Dataset entries
┄┄┄┄┄┄

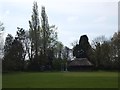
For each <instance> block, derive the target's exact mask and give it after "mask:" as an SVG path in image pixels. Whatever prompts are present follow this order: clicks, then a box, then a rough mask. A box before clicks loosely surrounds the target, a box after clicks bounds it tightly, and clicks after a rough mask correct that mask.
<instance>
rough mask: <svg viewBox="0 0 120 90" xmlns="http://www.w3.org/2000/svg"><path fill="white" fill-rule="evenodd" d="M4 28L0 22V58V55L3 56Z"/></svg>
mask: <svg viewBox="0 0 120 90" xmlns="http://www.w3.org/2000/svg"><path fill="white" fill-rule="evenodd" d="M4 29H5V28H4V26H3V23H2V22H1V21H0V58H2V56H3V55H2V54H3V42H4V39H3V33H4Z"/></svg>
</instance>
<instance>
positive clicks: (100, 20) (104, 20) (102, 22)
mask: <svg viewBox="0 0 120 90" xmlns="http://www.w3.org/2000/svg"><path fill="white" fill-rule="evenodd" d="M106 20H107V17H105V16H101V17H98V18H96V19H95V20H94V21H93V23H104V22H106Z"/></svg>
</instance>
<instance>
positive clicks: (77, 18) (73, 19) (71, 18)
mask: <svg viewBox="0 0 120 90" xmlns="http://www.w3.org/2000/svg"><path fill="white" fill-rule="evenodd" d="M77 20H78V16H69V17H68V18H67V21H68V22H69V23H71V22H72V23H75V22H76V21H77Z"/></svg>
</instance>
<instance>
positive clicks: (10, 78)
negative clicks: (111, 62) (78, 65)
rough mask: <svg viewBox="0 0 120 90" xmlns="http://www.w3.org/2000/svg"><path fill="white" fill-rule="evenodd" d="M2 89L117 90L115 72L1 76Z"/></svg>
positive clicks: (116, 83)
mask: <svg viewBox="0 0 120 90" xmlns="http://www.w3.org/2000/svg"><path fill="white" fill-rule="evenodd" d="M2 80H3V81H2V87H3V88H117V87H118V73H117V72H37V73H35V72H34V73H33V72H29V73H26V72H21V73H13V74H3V76H2Z"/></svg>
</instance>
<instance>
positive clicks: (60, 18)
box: [0, 0, 118, 47]
mask: <svg viewBox="0 0 120 90" xmlns="http://www.w3.org/2000/svg"><path fill="white" fill-rule="evenodd" d="M34 1H35V0H0V21H2V22H3V23H4V26H5V35H6V34H7V33H10V34H12V35H13V36H15V33H16V31H17V27H22V28H24V29H26V30H28V29H29V24H28V20H30V19H31V15H32V6H33V2H34ZM36 1H37V2H38V7H39V15H40V14H41V6H42V5H43V6H45V8H46V13H47V15H48V20H49V24H50V25H53V24H54V25H56V26H57V27H58V39H59V41H61V42H62V43H63V44H64V45H66V46H68V47H71V43H72V42H73V41H74V40H79V38H80V36H81V35H83V34H86V35H87V36H88V38H89V41H90V42H91V41H92V40H93V39H94V38H95V37H98V36H101V35H105V36H106V37H107V38H109V37H111V36H112V35H113V34H114V32H116V31H118V0H36Z"/></svg>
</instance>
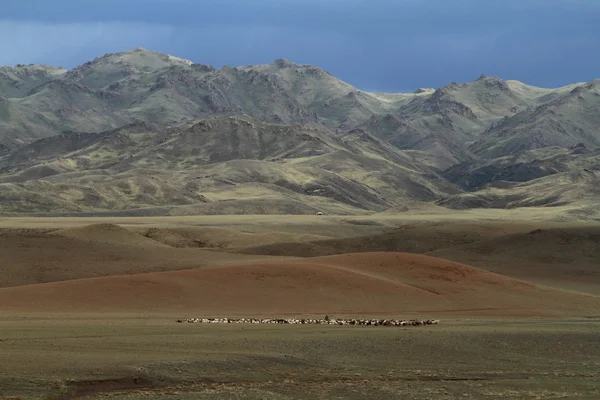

┄┄┄┄┄┄

Task requirements ▸ Copy out each line of the rows above that contains the word "positive".

Exercise response ▸
positive clicks: (100, 20) (104, 20) (102, 22)
positive clicks: (77, 18) (73, 19) (71, 18)
positive clicks: (10, 78)
positive clicks: (116, 83)
positive clicks: (60, 18)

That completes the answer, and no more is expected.